» TASK INSTRUCTIONS
Repeat the records verbatim and leave the pictures out of your copy.

# # #

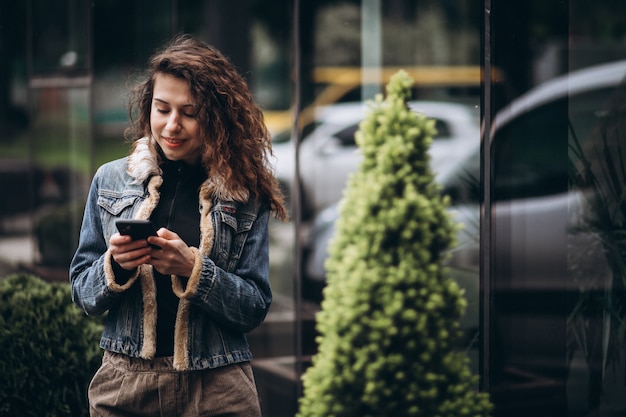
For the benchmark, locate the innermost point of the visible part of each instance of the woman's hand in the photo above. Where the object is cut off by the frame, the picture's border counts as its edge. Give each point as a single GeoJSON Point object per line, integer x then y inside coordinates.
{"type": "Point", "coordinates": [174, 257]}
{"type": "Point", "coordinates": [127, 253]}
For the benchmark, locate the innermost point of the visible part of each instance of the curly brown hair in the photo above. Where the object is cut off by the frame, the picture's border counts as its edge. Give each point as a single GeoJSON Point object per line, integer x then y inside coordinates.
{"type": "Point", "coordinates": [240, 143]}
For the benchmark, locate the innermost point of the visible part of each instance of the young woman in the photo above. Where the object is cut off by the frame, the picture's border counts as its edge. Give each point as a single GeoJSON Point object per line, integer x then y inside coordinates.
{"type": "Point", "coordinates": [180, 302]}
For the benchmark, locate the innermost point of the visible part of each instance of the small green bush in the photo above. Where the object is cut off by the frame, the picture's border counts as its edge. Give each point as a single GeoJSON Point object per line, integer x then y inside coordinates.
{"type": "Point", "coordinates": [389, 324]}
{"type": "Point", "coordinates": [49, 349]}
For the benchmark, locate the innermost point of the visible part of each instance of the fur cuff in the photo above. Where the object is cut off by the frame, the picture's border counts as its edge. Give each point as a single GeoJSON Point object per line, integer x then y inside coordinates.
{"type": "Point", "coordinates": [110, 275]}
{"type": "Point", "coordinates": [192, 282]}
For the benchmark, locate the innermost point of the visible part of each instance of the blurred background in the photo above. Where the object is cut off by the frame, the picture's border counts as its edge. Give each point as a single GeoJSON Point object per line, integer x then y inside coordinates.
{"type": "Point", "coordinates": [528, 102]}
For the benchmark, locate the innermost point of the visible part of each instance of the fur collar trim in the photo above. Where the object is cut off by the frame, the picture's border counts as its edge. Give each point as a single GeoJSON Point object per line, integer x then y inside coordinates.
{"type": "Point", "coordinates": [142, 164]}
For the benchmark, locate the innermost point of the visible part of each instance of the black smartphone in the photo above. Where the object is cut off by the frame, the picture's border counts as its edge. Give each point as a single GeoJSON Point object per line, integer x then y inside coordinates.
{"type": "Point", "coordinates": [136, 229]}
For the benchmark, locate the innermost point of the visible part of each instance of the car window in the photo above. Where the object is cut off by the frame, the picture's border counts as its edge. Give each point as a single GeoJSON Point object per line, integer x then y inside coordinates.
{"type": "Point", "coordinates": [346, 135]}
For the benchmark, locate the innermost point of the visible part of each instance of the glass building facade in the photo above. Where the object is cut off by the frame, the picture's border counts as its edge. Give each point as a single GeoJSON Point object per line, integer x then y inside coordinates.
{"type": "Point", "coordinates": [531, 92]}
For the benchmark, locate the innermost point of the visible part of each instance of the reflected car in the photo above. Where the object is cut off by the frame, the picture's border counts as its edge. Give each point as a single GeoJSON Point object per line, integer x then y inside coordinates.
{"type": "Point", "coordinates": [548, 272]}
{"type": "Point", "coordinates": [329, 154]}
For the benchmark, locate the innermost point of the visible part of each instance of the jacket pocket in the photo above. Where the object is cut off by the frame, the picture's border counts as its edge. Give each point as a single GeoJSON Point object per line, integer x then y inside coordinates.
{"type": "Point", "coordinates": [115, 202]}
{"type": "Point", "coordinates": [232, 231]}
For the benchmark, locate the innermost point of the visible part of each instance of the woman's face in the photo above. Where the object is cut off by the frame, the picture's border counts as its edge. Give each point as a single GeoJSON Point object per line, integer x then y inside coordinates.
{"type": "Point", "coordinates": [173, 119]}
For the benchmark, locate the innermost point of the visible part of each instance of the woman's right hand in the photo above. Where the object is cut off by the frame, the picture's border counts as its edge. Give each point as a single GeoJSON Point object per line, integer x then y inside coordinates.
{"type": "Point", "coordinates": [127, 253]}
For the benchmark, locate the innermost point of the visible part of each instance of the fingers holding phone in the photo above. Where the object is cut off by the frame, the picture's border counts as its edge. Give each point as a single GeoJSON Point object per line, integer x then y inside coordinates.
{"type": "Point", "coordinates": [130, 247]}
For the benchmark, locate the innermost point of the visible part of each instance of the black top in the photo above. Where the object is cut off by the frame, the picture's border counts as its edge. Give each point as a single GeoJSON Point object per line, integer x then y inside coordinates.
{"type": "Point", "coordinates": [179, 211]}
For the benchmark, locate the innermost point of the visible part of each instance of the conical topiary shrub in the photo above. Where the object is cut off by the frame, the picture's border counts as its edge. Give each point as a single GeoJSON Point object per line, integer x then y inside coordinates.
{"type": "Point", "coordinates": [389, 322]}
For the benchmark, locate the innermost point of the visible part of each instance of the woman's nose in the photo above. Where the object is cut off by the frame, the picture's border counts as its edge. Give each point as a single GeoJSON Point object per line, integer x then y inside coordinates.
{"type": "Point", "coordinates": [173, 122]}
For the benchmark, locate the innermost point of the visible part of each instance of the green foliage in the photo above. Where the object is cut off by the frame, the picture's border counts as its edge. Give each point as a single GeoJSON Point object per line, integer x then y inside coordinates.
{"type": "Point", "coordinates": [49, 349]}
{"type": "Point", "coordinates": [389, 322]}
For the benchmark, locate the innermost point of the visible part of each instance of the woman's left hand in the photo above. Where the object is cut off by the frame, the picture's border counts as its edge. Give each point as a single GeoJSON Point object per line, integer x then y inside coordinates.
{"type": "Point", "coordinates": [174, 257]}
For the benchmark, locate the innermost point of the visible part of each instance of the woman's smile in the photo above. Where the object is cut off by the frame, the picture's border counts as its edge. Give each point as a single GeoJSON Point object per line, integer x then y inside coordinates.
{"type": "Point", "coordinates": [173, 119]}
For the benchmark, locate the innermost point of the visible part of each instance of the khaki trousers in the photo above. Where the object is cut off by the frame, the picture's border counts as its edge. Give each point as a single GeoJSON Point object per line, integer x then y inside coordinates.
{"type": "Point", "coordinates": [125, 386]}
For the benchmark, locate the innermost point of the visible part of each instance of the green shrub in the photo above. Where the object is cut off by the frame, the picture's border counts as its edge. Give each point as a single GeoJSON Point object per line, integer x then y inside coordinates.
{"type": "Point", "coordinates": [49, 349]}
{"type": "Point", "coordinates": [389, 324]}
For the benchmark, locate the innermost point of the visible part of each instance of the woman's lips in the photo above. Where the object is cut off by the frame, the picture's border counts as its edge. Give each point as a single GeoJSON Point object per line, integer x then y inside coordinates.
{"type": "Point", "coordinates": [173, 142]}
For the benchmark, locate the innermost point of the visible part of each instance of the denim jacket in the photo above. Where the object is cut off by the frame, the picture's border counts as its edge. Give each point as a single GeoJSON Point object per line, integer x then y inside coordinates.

# # #

» RIGHT ANSWER
For the benchmark, locate the innermost point of the visible part of each instance of the woman's hand in the photo above. Where the object is cut off by the frame, the picture's border counts as its edge. Give each point as a single GeoJSON Point object per line, integer x then y inside coordinates.
{"type": "Point", "coordinates": [174, 257]}
{"type": "Point", "coordinates": [127, 253]}
For the benchmark, locate the innermost point of the visible part of each instance of the curly brown hair in the photo above. Where the object is cut off by the frame, the picture's border counts as its edge. Give each point as a single GeoJSON Point object per line, integer x then y inside coordinates.
{"type": "Point", "coordinates": [240, 143]}
For the benchmark, locate the innermost point of the visible part of each instance of the young woman in the photo above. Where the object is cut off by the frame, the picture's border counts as its edge. Give each point as a single GeoJSON Point object per line, integer x then y inside coordinates.
{"type": "Point", "coordinates": [180, 302]}
For the benchmark, locate the innermost point of the visible part of each instance of the small green bush in the photo above. Where the object is cut off by the frame, the picture's border counts as its edge. Give each point as a single GeoJSON Point object per line, integer x then y inside coordinates.
{"type": "Point", "coordinates": [389, 324]}
{"type": "Point", "coordinates": [49, 349]}
For the benchmark, locate the innermost point of the visible part of each instance of the fur cuff in the photo above. Where the object is cut off by the frame, the picture's border counts as its edge. Give each point as a single GeoJSON Point object per line, integer x then y inside coordinates.
{"type": "Point", "coordinates": [110, 275]}
{"type": "Point", "coordinates": [192, 282]}
For the benchmark, locate the innermost point of the visible part of each instance of the blurred background in the photo above. Where the object is cut off by the frame, the picture's border counts as its edge. Give each point as a single GeoJSON Point object per line, integer x then y inside coordinates.
{"type": "Point", "coordinates": [528, 102]}
For the benchmark, locate the innermost point of the visible part of each instance of the fur collar trim in the photo above. Where the object is cut off by the frame, the picture's border counts as its edge. Give each point as a single GeoJSON Point object per line, integer x then y inside coordinates.
{"type": "Point", "coordinates": [142, 164]}
For the benchmark, locate the innermost point of the visible part of each instance of the black smartphone in the photo above. Where the object is cut off by the frame, the picture's border counts as its edge. Give each point as a single GeoJSON Point object per line, integer x then y inside coordinates.
{"type": "Point", "coordinates": [136, 229]}
For the benchmark, locate the innermost point of the visible part of each instance of the car window in the photo above. Where the object is cut off by the frame, the picture's border counts as its edge. Give each point as a single GeoJSON Point object per line, integer x then y inside coordinates.
{"type": "Point", "coordinates": [346, 135]}
For the benchmark, locate the innermost point of the visible part of each instance of the glass building facade in the photo above. Where the object is cut off by the frame, the picture's border counts as its edge. Give each point as a single GeoJSON Point object per line, integer x then y inside coordinates.
{"type": "Point", "coordinates": [531, 92]}
For the benchmark, locate the innermost point of the visible part of each instance of the reflected car in the photo above. Where the object is cut off by the frame, the picture's border counts as its edge. Give each point as a single GeoJSON Point object per line, integer x then y inside coordinates.
{"type": "Point", "coordinates": [548, 272]}
{"type": "Point", "coordinates": [329, 154]}
For the benchmark, locate the innermost point of the visible part of each instance of the jacket pocket in the photo above. Where the object is cut off by the frame, the picture's border counts as its edge. Give each point as a single GeoJSON Point object per line, integer x then y inside coordinates.
{"type": "Point", "coordinates": [115, 202]}
{"type": "Point", "coordinates": [232, 231]}
For the benchmark, locate the innermost point of the visible part of each instance of the woman's face in the photo above. Where the object is cut off by the frame, the picture's border counts as its edge. Give each point as a single GeoJSON Point object per line, integer x then y inside coordinates.
{"type": "Point", "coordinates": [173, 119]}
For the benchmark, locate the innermost point of the visible part of each instance of the woman's right hand in the photo above. Where the object is cut off by the frame, the picture's border counts as its edge. Give each point as a single GeoJSON Point object per line, integer x then y inside coordinates.
{"type": "Point", "coordinates": [127, 253]}
For the benchmark, locate the innermost point of the visible part of each instance of the fingers holding phone in the photo above. Where the object is cut off by the frame, the picture's border counts as its edge. Give each point as a single GeoJSON Point object per line, integer x then y inside coordinates.
{"type": "Point", "coordinates": [130, 247]}
For the benchmark, locate the innermost point of the visible part of each instance of the black top in the photo above. Where the object is cut off by the frame, the picture's border counts as its edge. Give each point as a single GeoJSON Point object per line, integer x then y inside coordinates.
{"type": "Point", "coordinates": [179, 211]}
For the benchmark, locate the innermost point of the visible part of each instance of the conical topiary shrub in the photo above. Where the object is cut off by the frame, the picture's border counts as its edge. Give each point as a single GeoJSON Point object per line, integer x then y inside coordinates.
{"type": "Point", "coordinates": [389, 322]}
For the benchmark, locate the innermost point of the visible part of each instance of the woman's nose in the photo above. Where the object is cut off by the frame, the picture's border counts as its edge. Give each point as a single GeoJSON Point object per line, integer x then y inside coordinates.
{"type": "Point", "coordinates": [173, 122]}
For the benchmark, locate the innermost point of the visible part of each instance of the green foliage in the photo above. Where the object is cut off by the frame, the picture's border counts as its edge. Give each point as a single GeoJSON Point object per line, integer x then y inside coordinates.
{"type": "Point", "coordinates": [49, 349]}
{"type": "Point", "coordinates": [389, 322]}
For the benchmark, locate the innermost point of the visible part of each instance of the woman's left hand in the photo above. Where the object is cut off by the frame, the picture's border counts as its edge. Give each point as a single GeoJSON Point object per line, integer x then y inside coordinates.
{"type": "Point", "coordinates": [174, 257]}
For the benchmark, locate the innermost point of the visible part of each instance of the woman's smile in the photo above. Where the object is cut off by the frame, the picture's border counts as its edge. Give each point as a single GeoJSON Point object per line, integer x then y inside coordinates.
{"type": "Point", "coordinates": [173, 119]}
For the benchmark, locate the innermost point of the visible part of each instance of the khaki trousers in the photo above. Where the object is cut off by the frame, the picture's border counts as its edge. Give each point as a single GeoJSON Point object per line, integer x then y inside coordinates.
{"type": "Point", "coordinates": [125, 386]}
For the benchmark, locate the innermost point of the visible part of each instance of the green shrub in the photo above. Where the object is cut off by the frame, the picture's border counts as its edge. Give each point as a single GeoJSON Point object per line, integer x then y inside coordinates.
{"type": "Point", "coordinates": [49, 349]}
{"type": "Point", "coordinates": [389, 324]}
For the benchmark, locate the innermost point of the visible part of each instance of the woman's lips in the photo above. Where the object is cut off by the frame, the picture's border counts as its edge. Give each point as a single GeoJSON Point object per line, integer x then y inside coordinates.
{"type": "Point", "coordinates": [173, 142]}
For the benchmark, locate the innermost point of the visible part of each instance of the denim jacket in the photo above. Where the object is cut off by the frame, the picture's border counts as its edge. Give each point as a single GeoJSON Point object per line, integer x then y inside coordinates.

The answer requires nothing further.